* _Reading text_:
========
Kentucky Families Impacted by Impasse Over Adopted Children in African Nation

Jul 22, 2014

Malachi Meacham, at his orphanage in the Democratic Republic of the Congo. Bethany and Jon Meacham of Louisville adopted Malachi over a year ago, but he remains in the DRC.
Credit Meacham Family

A decision by the government of an African nation is having a big impact on U.S. families trying to bring home adopted children, including at least 20 families in Kentucky. Citing concerns about the health and well-being of children previously adopted children, the Democratic Republic of the Congo (DRC) last fall cancelled the exit permits needed by adopted children to leave the country and join their new families abroad.

Bethany Meacham of Louisville is one of the mothers caught in limbo due to the decision. Bethany and her husband, Jon, decided to look into adoption after a miscarriage made them think they might not be able to have a child naturally. Bethany has since given birth to two children, now ages 4 and 1. But after learning about the conditions of orphans in the DRC and doing further research, the Meachams decided to adopt a son from that country.

“So we started the paperwork process to adopt from there, three-and-a-half-years ago before we ever set foot in Congo. Since then, my husband was able to go last November for the first time and meet our son, who was legally adopted and who was ours at that time.”

“His orphanage had actually just burned down, so my husband took supplies to the orphanage.”
========
* _Problem details_:
Rewrite the passage of the adoption article between "Malachi Meacham, at" and "in the DRC.", inclusive, swapping "orphanage" for "children's home". The items after this point are separate material, unrelated to the adoption article.
========
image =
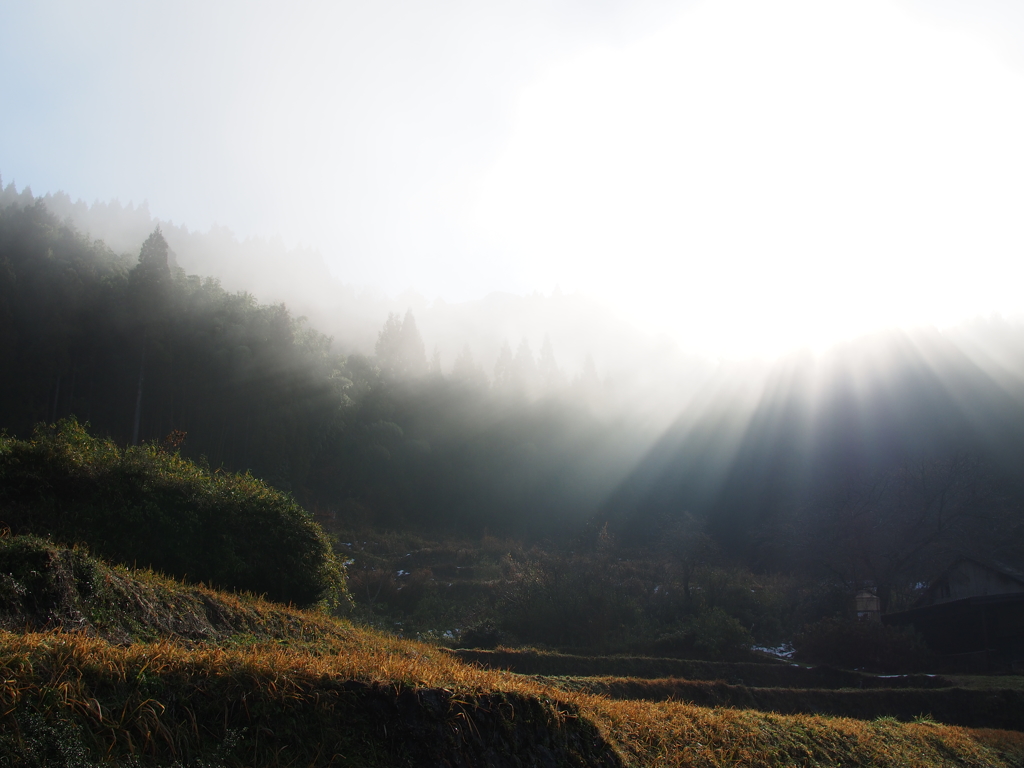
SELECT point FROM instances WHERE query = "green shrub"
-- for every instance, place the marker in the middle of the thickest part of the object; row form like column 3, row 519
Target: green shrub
column 713, row 635
column 869, row 645
column 148, row 507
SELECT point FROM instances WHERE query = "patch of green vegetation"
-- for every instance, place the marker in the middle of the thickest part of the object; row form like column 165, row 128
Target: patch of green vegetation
column 151, row 507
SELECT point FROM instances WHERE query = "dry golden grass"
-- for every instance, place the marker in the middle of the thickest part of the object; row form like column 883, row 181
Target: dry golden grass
column 121, row 695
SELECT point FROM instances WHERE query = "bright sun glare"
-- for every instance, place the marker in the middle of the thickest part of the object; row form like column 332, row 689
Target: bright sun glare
column 761, row 175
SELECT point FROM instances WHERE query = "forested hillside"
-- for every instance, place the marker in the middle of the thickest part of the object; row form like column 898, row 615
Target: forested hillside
column 873, row 463
column 138, row 349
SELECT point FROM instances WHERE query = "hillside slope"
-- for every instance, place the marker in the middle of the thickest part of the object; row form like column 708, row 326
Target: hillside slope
column 196, row 677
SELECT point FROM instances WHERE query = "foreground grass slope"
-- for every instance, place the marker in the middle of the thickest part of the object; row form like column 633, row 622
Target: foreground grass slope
column 197, row 677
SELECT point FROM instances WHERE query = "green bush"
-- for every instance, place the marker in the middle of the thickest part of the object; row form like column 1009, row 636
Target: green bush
column 150, row 507
column 859, row 644
column 713, row 635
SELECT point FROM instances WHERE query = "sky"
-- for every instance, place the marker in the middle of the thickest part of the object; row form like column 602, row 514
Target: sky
column 739, row 175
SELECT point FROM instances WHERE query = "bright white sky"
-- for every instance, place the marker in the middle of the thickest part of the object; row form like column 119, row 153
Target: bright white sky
column 743, row 175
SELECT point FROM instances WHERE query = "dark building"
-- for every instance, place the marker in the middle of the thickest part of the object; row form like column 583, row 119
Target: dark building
column 973, row 615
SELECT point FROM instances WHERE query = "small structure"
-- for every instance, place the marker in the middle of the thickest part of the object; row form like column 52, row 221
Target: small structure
column 972, row 614
column 868, row 606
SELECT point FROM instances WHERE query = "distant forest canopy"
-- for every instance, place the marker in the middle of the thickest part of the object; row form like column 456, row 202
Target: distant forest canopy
column 875, row 462
column 579, row 332
column 137, row 348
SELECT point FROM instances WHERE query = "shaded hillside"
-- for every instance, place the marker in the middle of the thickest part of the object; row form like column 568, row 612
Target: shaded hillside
column 765, row 446
column 151, row 507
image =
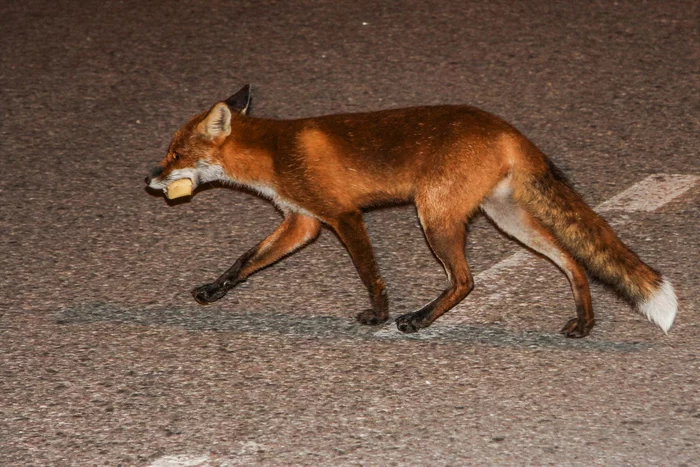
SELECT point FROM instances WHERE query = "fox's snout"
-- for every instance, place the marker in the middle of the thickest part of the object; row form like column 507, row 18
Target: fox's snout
column 155, row 172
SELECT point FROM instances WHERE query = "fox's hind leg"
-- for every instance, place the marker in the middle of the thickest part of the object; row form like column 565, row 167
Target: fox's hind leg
column 519, row 224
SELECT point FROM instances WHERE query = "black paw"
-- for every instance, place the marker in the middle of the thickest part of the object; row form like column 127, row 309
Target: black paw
column 372, row 318
column 209, row 293
column 410, row 322
column 576, row 330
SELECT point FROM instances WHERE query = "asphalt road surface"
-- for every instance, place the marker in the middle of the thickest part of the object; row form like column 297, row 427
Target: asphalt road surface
column 105, row 358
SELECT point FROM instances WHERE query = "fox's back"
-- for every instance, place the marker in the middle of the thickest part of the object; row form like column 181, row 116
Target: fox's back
column 373, row 157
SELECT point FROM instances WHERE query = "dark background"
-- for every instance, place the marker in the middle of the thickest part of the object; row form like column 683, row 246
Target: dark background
column 106, row 359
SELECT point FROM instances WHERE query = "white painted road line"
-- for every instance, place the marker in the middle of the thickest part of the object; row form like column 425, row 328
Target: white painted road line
column 648, row 195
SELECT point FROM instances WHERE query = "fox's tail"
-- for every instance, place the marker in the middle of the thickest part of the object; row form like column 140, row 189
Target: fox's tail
column 590, row 239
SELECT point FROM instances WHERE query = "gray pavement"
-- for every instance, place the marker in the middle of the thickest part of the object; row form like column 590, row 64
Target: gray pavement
column 105, row 359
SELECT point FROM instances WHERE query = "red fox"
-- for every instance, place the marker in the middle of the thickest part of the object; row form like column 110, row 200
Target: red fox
column 449, row 161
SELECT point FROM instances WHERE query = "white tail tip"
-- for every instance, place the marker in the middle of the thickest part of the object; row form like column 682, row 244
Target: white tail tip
column 661, row 306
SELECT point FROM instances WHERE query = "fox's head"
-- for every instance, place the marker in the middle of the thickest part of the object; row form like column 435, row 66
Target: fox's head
column 193, row 151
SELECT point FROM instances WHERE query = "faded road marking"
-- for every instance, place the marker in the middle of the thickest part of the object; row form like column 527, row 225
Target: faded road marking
column 649, row 194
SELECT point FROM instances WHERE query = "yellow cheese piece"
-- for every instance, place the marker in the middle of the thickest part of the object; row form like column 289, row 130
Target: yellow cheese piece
column 179, row 188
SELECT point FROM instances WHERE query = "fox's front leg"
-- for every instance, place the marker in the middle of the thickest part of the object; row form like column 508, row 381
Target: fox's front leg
column 351, row 230
column 295, row 231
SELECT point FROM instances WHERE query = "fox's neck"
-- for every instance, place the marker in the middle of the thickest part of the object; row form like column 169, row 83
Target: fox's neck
column 249, row 151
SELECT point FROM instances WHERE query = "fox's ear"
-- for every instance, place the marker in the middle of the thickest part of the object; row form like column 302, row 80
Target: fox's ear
column 217, row 123
column 240, row 102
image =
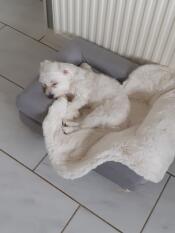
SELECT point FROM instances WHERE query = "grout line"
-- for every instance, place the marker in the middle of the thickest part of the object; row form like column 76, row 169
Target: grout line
column 54, row 186
column 23, row 33
column 41, row 38
column 3, row 26
column 155, row 204
column 16, row 84
column 70, row 219
column 171, row 174
column 39, row 162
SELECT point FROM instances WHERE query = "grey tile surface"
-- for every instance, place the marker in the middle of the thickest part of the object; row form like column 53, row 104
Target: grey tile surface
column 20, row 56
column 56, row 41
column 28, row 204
column 86, row 222
column 1, row 25
column 127, row 211
column 25, row 15
column 16, row 138
column 172, row 168
column 162, row 219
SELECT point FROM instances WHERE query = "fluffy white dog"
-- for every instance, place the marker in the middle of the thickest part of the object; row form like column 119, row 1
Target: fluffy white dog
column 85, row 87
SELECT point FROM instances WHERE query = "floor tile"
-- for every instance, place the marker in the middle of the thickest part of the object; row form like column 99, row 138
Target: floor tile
column 56, row 41
column 20, row 56
column 172, row 168
column 28, row 204
column 24, row 15
column 1, row 25
column 162, row 219
column 16, row 138
column 86, row 222
column 126, row 211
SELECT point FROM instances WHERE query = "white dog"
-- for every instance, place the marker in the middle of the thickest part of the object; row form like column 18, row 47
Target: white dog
column 85, row 87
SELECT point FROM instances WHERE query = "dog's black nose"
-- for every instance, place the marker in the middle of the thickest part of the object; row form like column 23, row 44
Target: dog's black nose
column 50, row 96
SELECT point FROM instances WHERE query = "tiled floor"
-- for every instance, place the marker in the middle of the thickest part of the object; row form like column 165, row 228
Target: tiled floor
column 32, row 197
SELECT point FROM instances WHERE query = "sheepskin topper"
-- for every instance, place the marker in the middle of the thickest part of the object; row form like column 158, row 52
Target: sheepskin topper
column 145, row 143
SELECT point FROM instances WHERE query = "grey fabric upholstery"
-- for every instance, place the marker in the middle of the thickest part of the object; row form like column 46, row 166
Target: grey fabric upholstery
column 33, row 104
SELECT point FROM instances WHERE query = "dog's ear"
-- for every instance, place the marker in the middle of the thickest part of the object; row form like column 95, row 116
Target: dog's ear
column 68, row 69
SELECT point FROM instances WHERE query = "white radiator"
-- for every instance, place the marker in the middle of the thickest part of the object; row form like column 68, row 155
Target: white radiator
column 140, row 29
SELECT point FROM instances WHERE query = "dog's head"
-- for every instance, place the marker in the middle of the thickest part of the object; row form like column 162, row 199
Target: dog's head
column 55, row 78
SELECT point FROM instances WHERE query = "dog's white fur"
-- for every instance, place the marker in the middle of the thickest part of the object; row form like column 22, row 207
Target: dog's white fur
column 102, row 93
column 146, row 146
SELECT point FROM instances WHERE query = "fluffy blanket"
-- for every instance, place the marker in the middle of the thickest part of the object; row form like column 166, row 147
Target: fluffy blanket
column 146, row 143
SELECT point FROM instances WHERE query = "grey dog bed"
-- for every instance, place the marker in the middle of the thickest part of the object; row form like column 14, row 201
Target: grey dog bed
column 33, row 104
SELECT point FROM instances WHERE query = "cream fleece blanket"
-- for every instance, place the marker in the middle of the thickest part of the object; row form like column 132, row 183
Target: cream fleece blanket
column 146, row 144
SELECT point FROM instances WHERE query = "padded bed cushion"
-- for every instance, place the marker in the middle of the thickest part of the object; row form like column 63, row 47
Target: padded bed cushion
column 33, row 104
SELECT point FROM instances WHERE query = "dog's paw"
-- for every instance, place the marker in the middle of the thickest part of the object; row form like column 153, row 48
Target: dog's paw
column 69, row 126
column 68, row 123
column 68, row 130
column 71, row 114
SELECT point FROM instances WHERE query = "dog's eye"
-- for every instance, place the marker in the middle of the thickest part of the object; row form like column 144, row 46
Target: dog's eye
column 54, row 84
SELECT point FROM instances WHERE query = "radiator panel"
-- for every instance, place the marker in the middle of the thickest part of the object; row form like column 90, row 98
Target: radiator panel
column 139, row 29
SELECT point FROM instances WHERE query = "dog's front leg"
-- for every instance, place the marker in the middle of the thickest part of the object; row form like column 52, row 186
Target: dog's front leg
column 69, row 125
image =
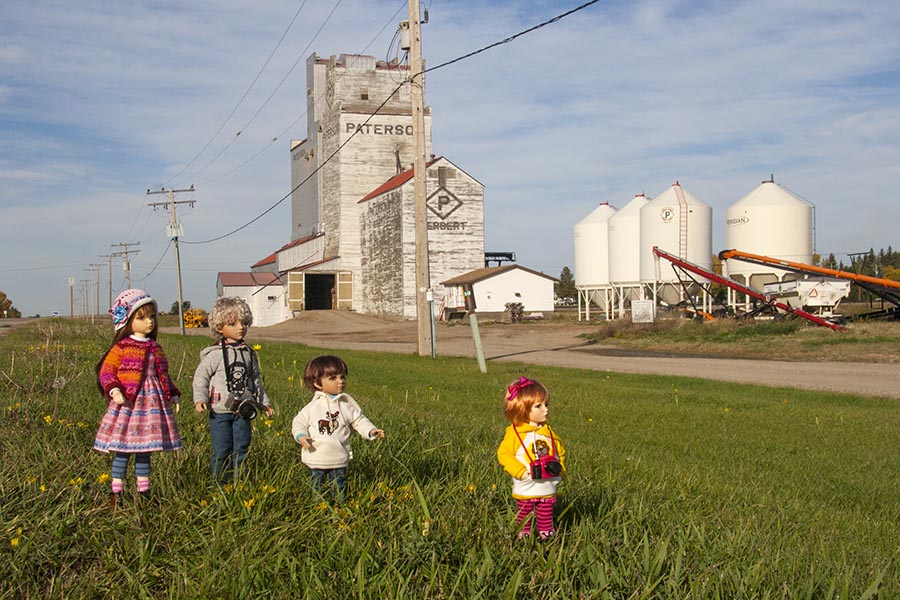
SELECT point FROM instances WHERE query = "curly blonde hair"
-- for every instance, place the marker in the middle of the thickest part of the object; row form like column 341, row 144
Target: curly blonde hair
column 226, row 310
column 519, row 402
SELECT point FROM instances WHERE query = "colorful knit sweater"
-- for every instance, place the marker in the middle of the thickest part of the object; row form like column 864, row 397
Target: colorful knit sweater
column 125, row 366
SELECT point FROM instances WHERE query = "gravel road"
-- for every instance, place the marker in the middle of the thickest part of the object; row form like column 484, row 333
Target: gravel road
column 559, row 344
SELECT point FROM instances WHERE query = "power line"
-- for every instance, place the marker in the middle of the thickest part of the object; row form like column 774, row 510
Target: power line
column 243, row 97
column 512, row 37
column 303, row 114
column 376, row 111
column 271, row 95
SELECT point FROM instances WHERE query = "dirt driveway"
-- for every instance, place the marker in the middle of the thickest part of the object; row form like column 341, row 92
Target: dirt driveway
column 559, row 344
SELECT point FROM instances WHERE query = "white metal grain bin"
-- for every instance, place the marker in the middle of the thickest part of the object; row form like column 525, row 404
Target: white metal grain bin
column 679, row 223
column 625, row 243
column 592, row 248
column 772, row 221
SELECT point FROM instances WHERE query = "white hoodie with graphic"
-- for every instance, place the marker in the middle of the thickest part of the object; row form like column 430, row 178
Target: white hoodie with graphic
column 329, row 421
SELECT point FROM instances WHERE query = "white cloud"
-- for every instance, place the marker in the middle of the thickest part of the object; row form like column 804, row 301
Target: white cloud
column 98, row 104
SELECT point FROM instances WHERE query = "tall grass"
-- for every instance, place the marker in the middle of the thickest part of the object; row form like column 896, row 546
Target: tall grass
column 678, row 488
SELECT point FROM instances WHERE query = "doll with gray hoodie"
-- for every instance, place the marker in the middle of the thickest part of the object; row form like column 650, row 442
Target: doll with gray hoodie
column 228, row 387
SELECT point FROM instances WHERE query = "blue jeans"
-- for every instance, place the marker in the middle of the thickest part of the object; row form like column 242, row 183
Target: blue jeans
column 230, row 436
column 336, row 479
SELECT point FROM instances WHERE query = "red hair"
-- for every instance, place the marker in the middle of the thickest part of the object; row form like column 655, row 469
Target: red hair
column 521, row 397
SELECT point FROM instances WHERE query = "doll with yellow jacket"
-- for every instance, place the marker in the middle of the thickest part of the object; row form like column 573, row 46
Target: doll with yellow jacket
column 532, row 454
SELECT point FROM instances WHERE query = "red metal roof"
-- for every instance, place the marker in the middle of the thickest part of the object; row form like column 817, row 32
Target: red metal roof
column 272, row 257
column 488, row 272
column 246, row 279
column 396, row 181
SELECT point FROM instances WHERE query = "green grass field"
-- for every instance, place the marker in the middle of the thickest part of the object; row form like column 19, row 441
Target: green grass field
column 678, row 488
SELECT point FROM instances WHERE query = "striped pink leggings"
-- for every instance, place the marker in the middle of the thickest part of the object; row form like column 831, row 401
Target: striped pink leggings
column 543, row 511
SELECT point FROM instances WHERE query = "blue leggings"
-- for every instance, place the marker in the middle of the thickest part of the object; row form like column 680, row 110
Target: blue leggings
column 121, row 460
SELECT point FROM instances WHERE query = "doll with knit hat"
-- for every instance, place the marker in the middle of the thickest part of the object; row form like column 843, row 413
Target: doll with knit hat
column 133, row 376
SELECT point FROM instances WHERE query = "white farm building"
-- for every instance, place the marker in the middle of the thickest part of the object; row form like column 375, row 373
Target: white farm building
column 493, row 287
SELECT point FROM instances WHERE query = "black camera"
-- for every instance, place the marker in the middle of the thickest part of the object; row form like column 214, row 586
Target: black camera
column 545, row 467
column 243, row 404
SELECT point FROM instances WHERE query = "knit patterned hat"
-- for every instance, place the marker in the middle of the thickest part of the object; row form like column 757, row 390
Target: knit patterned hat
column 126, row 303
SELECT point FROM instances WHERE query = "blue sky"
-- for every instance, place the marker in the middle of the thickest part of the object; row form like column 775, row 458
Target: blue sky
column 101, row 102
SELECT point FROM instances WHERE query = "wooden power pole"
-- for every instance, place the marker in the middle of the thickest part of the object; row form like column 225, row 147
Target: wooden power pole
column 417, row 91
column 126, row 264
column 175, row 230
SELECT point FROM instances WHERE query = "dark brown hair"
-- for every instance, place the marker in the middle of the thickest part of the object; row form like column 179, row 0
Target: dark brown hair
column 323, row 366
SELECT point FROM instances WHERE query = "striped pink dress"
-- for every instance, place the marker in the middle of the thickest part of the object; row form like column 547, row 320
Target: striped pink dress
column 146, row 424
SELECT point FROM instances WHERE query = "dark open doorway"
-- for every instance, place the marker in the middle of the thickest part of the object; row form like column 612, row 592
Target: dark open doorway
column 319, row 291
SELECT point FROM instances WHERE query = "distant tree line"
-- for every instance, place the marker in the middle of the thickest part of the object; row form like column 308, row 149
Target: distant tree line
column 7, row 310
column 884, row 265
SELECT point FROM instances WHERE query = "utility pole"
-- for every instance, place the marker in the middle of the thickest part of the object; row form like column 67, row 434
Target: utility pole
column 109, row 258
column 126, row 264
column 71, row 297
column 175, row 229
column 417, row 93
column 83, row 292
column 95, row 290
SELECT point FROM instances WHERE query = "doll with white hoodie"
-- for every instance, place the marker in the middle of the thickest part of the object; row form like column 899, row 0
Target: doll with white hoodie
column 324, row 426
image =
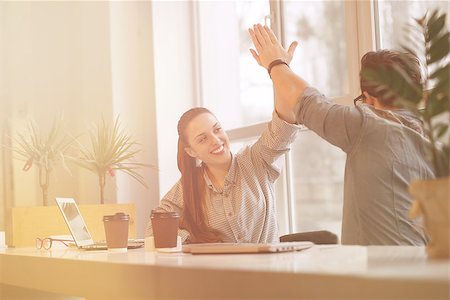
========
* _Final result_:
Malachi Meacham, at his children's home in the Democratic Republic of the Congo. Bethany and Jon Meacham of Louisville adopted Malachi over a year ago, but he remains in the DRC.